# [ABOUT THIS TASK]
On how many lines of the data below does the word "blue" appear? Reply with the number only.

# [Saved entries]
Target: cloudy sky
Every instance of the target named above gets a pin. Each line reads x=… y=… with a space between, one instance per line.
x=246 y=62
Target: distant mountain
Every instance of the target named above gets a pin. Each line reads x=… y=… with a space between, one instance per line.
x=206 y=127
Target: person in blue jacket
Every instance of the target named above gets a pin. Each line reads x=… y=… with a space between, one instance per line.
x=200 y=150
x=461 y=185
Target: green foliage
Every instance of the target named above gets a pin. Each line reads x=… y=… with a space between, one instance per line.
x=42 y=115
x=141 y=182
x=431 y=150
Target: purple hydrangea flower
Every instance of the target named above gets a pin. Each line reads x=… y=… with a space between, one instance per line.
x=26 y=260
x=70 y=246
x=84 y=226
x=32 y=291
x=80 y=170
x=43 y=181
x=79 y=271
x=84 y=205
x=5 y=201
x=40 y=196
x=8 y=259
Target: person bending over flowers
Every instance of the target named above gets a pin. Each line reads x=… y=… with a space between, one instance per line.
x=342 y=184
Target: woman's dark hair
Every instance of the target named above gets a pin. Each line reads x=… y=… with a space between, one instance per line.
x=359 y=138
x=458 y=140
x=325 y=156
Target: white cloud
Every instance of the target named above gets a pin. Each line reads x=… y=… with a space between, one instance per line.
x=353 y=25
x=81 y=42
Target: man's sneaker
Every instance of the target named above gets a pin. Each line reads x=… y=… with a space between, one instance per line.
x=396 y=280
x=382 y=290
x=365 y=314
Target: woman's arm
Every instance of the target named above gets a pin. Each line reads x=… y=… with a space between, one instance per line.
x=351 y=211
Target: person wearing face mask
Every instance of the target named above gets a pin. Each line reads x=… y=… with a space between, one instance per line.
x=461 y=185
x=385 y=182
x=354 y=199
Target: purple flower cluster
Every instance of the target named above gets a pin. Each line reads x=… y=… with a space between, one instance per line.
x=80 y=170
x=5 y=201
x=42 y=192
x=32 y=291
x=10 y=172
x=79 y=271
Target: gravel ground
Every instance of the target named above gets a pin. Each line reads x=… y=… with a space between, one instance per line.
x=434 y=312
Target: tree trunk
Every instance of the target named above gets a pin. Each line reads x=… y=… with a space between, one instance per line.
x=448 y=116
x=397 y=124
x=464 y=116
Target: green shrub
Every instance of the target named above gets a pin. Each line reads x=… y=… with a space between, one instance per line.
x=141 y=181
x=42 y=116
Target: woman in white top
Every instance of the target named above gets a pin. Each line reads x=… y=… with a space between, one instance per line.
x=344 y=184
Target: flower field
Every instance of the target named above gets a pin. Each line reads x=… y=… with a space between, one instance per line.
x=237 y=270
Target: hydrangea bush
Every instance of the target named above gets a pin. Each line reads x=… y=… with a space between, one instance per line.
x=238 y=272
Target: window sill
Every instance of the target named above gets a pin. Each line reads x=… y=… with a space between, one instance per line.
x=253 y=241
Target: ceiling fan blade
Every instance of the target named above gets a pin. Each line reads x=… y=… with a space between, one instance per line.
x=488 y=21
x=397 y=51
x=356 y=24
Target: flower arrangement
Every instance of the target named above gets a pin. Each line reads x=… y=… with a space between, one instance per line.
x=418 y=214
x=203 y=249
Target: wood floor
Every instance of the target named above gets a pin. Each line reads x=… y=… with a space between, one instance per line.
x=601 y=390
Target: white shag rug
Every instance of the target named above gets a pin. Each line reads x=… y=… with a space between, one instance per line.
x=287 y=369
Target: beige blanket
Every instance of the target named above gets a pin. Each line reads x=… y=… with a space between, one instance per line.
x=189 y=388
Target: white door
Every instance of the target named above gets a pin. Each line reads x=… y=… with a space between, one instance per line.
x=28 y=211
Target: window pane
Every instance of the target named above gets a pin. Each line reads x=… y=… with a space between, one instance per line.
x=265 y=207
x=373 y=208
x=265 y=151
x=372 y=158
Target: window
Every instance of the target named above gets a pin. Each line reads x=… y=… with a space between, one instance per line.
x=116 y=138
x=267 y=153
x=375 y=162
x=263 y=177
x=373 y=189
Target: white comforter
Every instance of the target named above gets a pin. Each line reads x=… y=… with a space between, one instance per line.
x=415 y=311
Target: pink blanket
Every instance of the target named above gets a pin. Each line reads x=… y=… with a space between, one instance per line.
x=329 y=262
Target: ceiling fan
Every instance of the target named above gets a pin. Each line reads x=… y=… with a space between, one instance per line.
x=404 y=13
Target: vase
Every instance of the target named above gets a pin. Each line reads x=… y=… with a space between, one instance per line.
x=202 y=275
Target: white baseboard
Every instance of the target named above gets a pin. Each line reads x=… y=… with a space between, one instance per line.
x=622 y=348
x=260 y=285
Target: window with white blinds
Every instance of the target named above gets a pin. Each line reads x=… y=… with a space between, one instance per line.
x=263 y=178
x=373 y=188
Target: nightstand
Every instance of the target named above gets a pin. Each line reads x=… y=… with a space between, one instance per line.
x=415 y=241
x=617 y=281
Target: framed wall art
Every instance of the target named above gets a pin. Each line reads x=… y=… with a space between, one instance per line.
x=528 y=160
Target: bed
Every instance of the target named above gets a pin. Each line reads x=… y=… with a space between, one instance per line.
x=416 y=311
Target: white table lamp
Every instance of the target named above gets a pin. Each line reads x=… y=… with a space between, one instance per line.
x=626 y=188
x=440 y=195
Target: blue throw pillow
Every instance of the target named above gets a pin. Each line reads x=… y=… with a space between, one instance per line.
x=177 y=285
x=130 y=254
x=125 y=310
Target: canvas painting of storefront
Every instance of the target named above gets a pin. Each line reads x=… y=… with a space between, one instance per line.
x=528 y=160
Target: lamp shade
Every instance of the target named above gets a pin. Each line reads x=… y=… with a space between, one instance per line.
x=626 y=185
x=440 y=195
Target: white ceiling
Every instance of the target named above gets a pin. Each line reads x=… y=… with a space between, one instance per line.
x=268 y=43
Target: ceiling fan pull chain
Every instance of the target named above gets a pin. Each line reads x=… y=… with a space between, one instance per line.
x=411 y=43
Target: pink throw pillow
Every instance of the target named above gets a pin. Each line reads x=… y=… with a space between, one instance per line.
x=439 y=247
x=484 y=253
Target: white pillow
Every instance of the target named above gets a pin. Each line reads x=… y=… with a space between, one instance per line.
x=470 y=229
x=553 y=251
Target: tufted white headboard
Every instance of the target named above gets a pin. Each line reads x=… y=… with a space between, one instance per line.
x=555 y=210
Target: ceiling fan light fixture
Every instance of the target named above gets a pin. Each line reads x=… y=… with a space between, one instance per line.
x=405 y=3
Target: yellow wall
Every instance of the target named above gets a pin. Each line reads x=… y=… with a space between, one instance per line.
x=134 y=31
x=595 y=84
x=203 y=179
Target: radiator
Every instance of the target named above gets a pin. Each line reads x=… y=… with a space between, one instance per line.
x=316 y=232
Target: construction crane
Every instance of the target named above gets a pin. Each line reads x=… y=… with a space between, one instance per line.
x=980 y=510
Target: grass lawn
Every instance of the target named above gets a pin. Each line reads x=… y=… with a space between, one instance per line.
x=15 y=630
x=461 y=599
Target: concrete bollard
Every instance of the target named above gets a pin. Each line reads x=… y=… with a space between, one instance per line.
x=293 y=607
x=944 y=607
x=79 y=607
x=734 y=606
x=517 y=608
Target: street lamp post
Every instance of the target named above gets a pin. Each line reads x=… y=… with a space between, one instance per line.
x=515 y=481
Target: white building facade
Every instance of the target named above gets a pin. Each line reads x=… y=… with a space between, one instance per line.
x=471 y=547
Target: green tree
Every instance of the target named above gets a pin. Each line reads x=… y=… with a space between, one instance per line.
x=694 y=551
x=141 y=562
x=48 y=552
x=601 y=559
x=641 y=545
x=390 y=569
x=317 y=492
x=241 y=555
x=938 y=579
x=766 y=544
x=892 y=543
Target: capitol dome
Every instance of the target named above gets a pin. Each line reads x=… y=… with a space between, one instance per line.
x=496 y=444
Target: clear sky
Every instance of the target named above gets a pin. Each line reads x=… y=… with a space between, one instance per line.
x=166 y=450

# [ANSWER BELOW]
2